What you are asked to do — Reproduce each of the items below word for word, leaving every line unchanged.

Entries supplied —
▬▬▬▬▬▬

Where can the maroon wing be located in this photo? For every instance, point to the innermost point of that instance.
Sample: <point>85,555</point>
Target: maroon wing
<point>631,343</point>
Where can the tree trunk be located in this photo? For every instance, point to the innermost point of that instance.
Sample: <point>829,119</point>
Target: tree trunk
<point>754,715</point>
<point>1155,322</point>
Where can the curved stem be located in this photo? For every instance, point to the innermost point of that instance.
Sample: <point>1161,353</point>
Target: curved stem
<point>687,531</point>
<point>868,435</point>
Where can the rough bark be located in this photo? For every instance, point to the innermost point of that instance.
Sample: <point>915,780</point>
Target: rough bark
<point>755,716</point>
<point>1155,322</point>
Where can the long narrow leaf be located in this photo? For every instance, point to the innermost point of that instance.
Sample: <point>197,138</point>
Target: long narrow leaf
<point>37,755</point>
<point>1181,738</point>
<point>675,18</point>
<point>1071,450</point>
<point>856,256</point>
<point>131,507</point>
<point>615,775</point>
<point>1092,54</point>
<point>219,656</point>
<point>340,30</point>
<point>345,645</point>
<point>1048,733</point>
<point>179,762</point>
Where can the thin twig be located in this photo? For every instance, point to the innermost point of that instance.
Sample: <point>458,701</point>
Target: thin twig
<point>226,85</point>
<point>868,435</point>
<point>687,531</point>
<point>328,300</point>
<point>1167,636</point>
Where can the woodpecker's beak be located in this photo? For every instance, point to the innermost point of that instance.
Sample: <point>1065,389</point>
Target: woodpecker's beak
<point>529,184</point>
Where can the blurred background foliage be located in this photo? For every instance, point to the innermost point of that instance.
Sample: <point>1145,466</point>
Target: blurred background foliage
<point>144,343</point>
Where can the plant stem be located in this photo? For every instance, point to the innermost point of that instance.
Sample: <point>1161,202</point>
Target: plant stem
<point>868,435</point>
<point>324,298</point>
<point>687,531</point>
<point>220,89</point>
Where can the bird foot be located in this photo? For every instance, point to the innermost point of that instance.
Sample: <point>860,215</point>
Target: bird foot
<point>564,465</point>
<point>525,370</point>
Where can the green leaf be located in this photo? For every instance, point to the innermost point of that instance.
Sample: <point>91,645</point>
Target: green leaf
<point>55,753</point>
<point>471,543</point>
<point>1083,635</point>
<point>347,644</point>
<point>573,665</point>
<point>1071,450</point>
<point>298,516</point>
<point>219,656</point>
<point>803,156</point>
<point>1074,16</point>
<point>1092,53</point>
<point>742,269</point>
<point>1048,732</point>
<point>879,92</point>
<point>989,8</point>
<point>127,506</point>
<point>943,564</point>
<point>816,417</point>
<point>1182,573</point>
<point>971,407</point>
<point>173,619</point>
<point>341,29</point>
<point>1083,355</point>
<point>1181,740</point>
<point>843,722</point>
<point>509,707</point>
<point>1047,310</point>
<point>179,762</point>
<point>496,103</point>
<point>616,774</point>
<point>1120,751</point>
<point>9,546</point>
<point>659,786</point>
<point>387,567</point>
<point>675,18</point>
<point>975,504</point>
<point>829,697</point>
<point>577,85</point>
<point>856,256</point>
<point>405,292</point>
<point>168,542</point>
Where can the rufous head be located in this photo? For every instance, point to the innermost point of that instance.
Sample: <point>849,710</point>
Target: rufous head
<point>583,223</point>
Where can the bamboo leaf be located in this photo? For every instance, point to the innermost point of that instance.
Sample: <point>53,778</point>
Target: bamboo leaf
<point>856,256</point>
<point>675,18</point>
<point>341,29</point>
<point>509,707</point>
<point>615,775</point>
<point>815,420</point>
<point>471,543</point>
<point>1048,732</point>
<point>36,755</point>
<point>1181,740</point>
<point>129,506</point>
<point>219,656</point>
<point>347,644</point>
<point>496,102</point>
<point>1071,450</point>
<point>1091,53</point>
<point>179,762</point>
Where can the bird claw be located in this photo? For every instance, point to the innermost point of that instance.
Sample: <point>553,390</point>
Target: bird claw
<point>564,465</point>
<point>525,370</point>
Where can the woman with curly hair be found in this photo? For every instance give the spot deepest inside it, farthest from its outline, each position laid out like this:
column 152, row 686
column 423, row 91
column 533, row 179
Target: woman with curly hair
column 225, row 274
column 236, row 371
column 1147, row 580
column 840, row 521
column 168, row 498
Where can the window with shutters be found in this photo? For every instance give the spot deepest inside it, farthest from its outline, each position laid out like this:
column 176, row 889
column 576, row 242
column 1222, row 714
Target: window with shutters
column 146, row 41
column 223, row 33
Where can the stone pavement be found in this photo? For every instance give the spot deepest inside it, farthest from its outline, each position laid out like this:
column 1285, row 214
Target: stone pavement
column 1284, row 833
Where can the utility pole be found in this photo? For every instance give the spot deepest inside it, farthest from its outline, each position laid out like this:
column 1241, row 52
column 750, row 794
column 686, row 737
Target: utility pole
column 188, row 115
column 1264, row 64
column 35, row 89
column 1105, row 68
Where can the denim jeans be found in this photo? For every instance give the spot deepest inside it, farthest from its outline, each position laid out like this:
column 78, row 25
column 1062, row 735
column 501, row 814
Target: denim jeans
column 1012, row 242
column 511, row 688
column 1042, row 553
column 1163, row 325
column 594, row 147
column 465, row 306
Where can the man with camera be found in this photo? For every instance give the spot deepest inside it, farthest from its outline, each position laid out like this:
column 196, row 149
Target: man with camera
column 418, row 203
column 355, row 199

▬▬▬▬▬▬

Exercise output —
Where can the maroon wing be located in this photo? For every instance, point to the innermost point of that instance.
Sample: <point>85,555</point>
Target: maroon wing
<point>631,343</point>
Where can the tree trunk be located in this photo? For every instance, point to the innermost point of that instance.
Sample: <point>829,119</point>
Target: tree trunk
<point>754,715</point>
<point>1155,322</point>
Where can the curved stem be located in this photo? For every instance, point to the innermost point of that instance.
Sample: <point>1161,353</point>
Target: curved stem
<point>687,531</point>
<point>868,435</point>
Where can the rough bark be located in this photo? For every instance, point to the innermost point of that instance.
Sample: <point>915,780</point>
Target: rough bark
<point>755,716</point>
<point>1155,322</point>
Where can the long narrow leaf be located in this photo? For every instance, point to the innermost point of that instance.
Sample: <point>197,138</point>
Target: long narrow leaf
<point>37,755</point>
<point>1181,738</point>
<point>675,18</point>
<point>1071,450</point>
<point>856,256</point>
<point>131,507</point>
<point>615,775</point>
<point>1092,54</point>
<point>219,656</point>
<point>340,30</point>
<point>345,645</point>
<point>1048,733</point>
<point>179,762</point>
Where can the thin twig be located in this photo? For every instance, point to the innermost point of that instance.
Sample: <point>458,701</point>
Target: thin twig
<point>226,85</point>
<point>868,435</point>
<point>687,531</point>
<point>328,300</point>
<point>1167,636</point>
Where can the woodpecker's beak be located in this photo? For every instance, point to the innermost point of that instance.
Sample: <point>1065,389</point>
Target: woodpecker's beak
<point>529,184</point>
Where can the blurred background foliage be located in this photo? For every instance, point to the innermost point of that instance.
Sample: <point>1145,466</point>
Target: blurred background foliage
<point>144,343</point>
Where can the plant stem be located in this photo? For every instance, point to the innermost point of that instance.
Sample: <point>1161,202</point>
Target: plant stem
<point>868,435</point>
<point>324,298</point>
<point>687,531</point>
<point>220,89</point>
Where can the bird foot be located in this photo? For every instance, point to the innermost point of that instance.
Sample: <point>860,215</point>
Target: bird foot
<point>564,465</point>
<point>525,370</point>
Where can the green leaf be located in this photo? For every instance, point to the innermost point of that instance.
Sample: <point>91,645</point>
Target: green leaf
<point>55,753</point>
<point>471,543</point>
<point>1083,635</point>
<point>347,644</point>
<point>573,665</point>
<point>1071,450</point>
<point>298,516</point>
<point>219,656</point>
<point>803,156</point>
<point>1074,16</point>
<point>1092,53</point>
<point>742,269</point>
<point>1048,732</point>
<point>879,92</point>
<point>989,8</point>
<point>127,506</point>
<point>943,564</point>
<point>816,417</point>
<point>1182,573</point>
<point>971,407</point>
<point>173,619</point>
<point>341,29</point>
<point>1083,355</point>
<point>1181,740</point>
<point>843,722</point>
<point>509,707</point>
<point>1047,310</point>
<point>179,762</point>
<point>496,103</point>
<point>616,774</point>
<point>1120,751</point>
<point>9,546</point>
<point>659,786</point>
<point>387,567</point>
<point>675,18</point>
<point>975,504</point>
<point>829,697</point>
<point>577,85</point>
<point>856,256</point>
<point>405,292</point>
<point>168,542</point>
Where can the rufous head be located in this photo? For every instance, point to the innermost point of that instance.
Sample: <point>849,710</point>
Target: rufous head
<point>583,223</point>
Where can the bamboo leaf be located in this photo? For every instance, point to the innermost point of that instance.
Sample: <point>53,778</point>
Target: bamboo leaf
<point>856,256</point>
<point>675,18</point>
<point>341,29</point>
<point>509,707</point>
<point>615,775</point>
<point>815,420</point>
<point>471,543</point>
<point>1048,732</point>
<point>36,755</point>
<point>1181,740</point>
<point>129,506</point>
<point>219,656</point>
<point>347,644</point>
<point>496,102</point>
<point>1071,450</point>
<point>1091,53</point>
<point>179,762</point>
Where can the bird claw be located in this photo? For every instance, point to the innermost point of that instance.
Sample: <point>553,390</point>
Target: bird claw
<point>564,465</point>
<point>525,370</point>
Where can the woman with curly hair be found in this photo? For every instance give the spot deepest inside it, farthest from its outline, each position laid out like this:
column 152, row 686
column 423, row 91
column 533, row 179
Target: woman with curly hair
column 225, row 274
column 236, row 371
column 1147, row 580
column 840, row 521
column 168, row 498
Where can the window with shutters be found in this photo? For every instance give the spot deepest inside it, farthest from its outline, each position laid out like this:
column 176, row 889
column 576, row 242
column 1222, row 714
Target: window with shutters
column 146, row 41
column 223, row 33
Where can the stone pavement be found in this photo? For every instance give the spot deepest inside it, farthest from its outline, each position laid out like this:
column 1285, row 214
Target: stone pavement
column 1284, row 833
Where can the utility pole be found in this photo? For every instance give the spot deepest inside it, farthest from its outline, each position laid out like this:
column 1241, row 52
column 750, row 794
column 686, row 737
Target: utility pole
column 188, row 115
column 1264, row 64
column 35, row 89
column 1105, row 68
Where can the denim jeans be found in this photo? For every instance give the spot deepest inside it, farthest from its outline, each position laid out like this:
column 78, row 25
column 1062, row 735
column 501, row 814
Target: denim jeans
column 1012, row 242
column 511, row 688
column 1042, row 553
column 1163, row 325
column 594, row 147
column 465, row 306
Where can the man with camera be found in this photo? For every instance give the spot deepest inside it, farthest from its outline, each position laid out like this:
column 196, row 149
Target: man with camera
column 418, row 203
column 355, row 199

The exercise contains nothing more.